SET TASK | Reproduce every one of the rows below word for word, without any alteration or omission.

___ MATERIAL TO PROCESS ___

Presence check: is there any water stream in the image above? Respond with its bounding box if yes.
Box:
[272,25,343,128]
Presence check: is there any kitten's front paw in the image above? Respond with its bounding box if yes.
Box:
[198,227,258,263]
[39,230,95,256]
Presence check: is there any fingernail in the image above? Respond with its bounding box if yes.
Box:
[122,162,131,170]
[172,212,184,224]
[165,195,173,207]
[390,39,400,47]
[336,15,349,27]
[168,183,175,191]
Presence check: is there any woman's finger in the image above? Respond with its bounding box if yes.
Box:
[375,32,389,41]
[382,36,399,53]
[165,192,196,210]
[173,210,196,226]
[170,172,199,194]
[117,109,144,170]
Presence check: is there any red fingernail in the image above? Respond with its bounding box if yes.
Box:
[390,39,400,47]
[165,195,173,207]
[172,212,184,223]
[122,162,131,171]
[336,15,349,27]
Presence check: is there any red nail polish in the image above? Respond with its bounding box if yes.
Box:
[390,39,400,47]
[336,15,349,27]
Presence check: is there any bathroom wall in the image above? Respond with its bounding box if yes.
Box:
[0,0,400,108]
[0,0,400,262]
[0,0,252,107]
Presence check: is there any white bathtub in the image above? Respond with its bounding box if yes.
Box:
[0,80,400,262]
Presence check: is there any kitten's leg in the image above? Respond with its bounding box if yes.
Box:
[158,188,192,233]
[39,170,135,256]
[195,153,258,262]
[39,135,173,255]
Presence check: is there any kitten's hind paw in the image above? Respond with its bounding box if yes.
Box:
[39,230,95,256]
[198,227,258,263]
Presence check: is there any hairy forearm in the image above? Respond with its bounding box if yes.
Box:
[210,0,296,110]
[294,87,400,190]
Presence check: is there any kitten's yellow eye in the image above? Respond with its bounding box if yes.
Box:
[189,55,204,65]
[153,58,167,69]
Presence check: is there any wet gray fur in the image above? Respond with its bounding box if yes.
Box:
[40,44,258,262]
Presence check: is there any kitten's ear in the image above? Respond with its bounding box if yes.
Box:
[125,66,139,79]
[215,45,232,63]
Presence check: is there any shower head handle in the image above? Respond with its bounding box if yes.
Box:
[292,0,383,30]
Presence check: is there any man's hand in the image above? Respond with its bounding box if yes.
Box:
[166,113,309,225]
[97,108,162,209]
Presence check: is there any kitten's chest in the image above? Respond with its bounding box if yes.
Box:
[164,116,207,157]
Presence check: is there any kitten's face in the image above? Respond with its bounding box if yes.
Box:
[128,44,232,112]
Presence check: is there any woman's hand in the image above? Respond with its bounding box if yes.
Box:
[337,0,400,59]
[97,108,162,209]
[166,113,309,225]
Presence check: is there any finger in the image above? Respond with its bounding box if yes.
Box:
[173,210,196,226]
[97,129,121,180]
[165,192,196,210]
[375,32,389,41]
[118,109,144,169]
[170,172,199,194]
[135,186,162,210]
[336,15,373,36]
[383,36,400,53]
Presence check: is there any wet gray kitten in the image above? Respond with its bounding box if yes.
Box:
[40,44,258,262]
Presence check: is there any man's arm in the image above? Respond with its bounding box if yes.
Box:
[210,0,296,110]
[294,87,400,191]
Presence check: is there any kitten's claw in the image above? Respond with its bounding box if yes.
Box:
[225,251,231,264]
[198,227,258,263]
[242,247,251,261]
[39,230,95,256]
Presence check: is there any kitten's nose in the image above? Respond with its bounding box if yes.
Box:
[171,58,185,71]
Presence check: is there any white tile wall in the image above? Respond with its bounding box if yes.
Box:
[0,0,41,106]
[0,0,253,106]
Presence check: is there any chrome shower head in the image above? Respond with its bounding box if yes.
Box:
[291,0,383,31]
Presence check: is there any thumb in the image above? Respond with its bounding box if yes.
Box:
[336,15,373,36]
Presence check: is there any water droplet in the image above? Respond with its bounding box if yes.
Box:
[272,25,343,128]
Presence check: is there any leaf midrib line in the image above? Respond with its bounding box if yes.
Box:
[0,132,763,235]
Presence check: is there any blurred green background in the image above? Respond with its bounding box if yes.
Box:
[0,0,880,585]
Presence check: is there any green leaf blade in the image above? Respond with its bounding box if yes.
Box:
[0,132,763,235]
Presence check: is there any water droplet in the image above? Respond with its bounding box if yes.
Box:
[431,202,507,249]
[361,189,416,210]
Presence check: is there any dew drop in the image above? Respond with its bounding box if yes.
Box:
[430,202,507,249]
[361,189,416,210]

___

THE SOLUTION |
Presence check: is there any water stream in the image above? Respond with its bounding box if yes.
Box:
[272,25,343,128]
Presence check: is there any kitten's front paw in the image above? Respond with its bounding box if yes.
Box:
[198,227,258,263]
[39,230,95,256]
Presence check: is there any fingernail in the image above? Respond with its bounding box if yes.
Box:
[122,162,131,170]
[172,212,184,224]
[165,195,173,207]
[390,39,400,47]
[336,15,349,27]
[168,183,175,191]
Presence check: is there any woman's finger in the image above? Respond with its bounding box if yes.
Box:
[375,32,389,41]
[382,36,399,53]
[165,192,196,210]
[173,210,196,226]
[170,172,199,194]
[117,109,144,170]
Presence check: is there any red fingernail in the image above? Respond with its bounding box if yes.
Box:
[390,39,400,47]
[165,195,173,207]
[172,212,184,223]
[122,162,131,171]
[336,15,349,27]
Presence check: is there any red nail polish in the image above? Respond with its bounding box if yes.
Box:
[390,39,400,47]
[336,15,349,27]
Presence check: is there any bathroom wall in the image above? Respond with its bounding box if yes.
Box:
[0,0,400,108]
[0,0,400,262]
[0,0,252,107]
Presence check: is there any white bathtub in the image above? Respond with its bounding box if yes.
Box:
[0,80,400,262]
Presence check: is there any kitten's leg in the image above? Respond with its bounding box if yes.
Box:
[158,188,192,233]
[39,170,135,256]
[195,153,258,262]
[39,135,173,255]
Presence check: is there any kitten's hind paw in the image above? Respond with its bounding box if yes.
Box:
[39,230,95,256]
[198,227,258,263]
Presence check: is there any hairy forearm in the image above? Respond with its bounding box if yes.
Box:
[210,0,296,110]
[294,87,400,190]
Presence check: is there any kitten's yellow eye in the image above? Respond with its bounding box if yes.
Box:
[189,55,204,65]
[153,58,167,69]
Presence check: is there any wet gray fur in the image above? Respond with its bounding box if yes.
Box:
[40,44,258,262]
Presence check: is there any kitten's ear in the image above? Respond with its bounding box if yes.
Box:
[125,66,139,79]
[215,45,232,63]
Presence check: is there any shower head handle in the image above? Respond with its bounding box if yes.
Box:
[292,0,383,30]
Presence check: is there any man's hand in the image above? Respond with its bounding box if yes.
Box:
[166,113,309,225]
[97,108,162,209]
Presence check: is there any kitten's chest in the image above? Respond with its bounding box if yes.
Box:
[164,116,207,157]
Presence check: is there any kitten's face in the image above? Respond with its bounding box if yes.
Box:
[128,44,232,112]
Presence check: is there any woman's hand in the image above? Respond with its bounding box if yes.
Box:
[337,0,400,59]
[97,108,162,209]
[166,113,309,225]
Presence check: is there any finger in the image above? Respond with its bounding box if yes.
Box:
[173,210,196,226]
[97,129,121,180]
[165,192,196,210]
[375,32,389,41]
[118,109,144,169]
[170,172,199,194]
[135,186,162,210]
[336,15,373,36]
[383,36,400,53]
Presence check: is there any wet gray kitten in the image above? Respond with its bounding box if yes.
Box:
[40,44,258,262]
Presence check: is there any man's arm in the image above? Respond with its bounding box if yes.
Box:
[210,0,296,110]
[294,87,400,191]
Presence check: is there any kitten's claw in the image above? Respond with its bounding box if yes.
Box:
[225,251,231,264]
[198,227,258,263]
[242,247,251,261]
[39,230,95,256]
Presence check: is there any kitten's nose in the image above? Respond with its bounding box if yes.
Box:
[171,58,185,71]
Presence check: is there any white tile wall in the image above? Respond with its bounding box if yes.
Box:
[0,0,41,106]
[0,0,253,106]
Presence check: is there any chrome shower head in the image above? Respond with its bounding box if yes.
Box:
[291,0,383,31]
Presence check: is there any thumb in the image above? Respond with its bounding box if yes.
Box:
[336,15,373,36]
Presence check: is there any water droplet in the image above? Respond with its bounding box if yes.
Box:
[272,25,343,128]
Presence check: is there any leaf midrib line in the image above? Respond with its bounding box if yes.
Box:
[0,132,763,235]
Presence check: is there any blurred green background in the image above? Respond with its bounding box if yes.
Box:
[0,0,880,585]
Presence check: is there any green leaf blade in the image above? Respond with its bounding box if yes.
Box:
[0,132,763,235]
Presence check: is there any water droplet in the image above? Respond with its bounding box if yes.
Box:
[431,202,507,249]
[361,189,416,210]
Presence check: is there any dew drop in the image above? Respond with its bounding box if yes.
Box:
[430,202,507,249]
[361,189,416,210]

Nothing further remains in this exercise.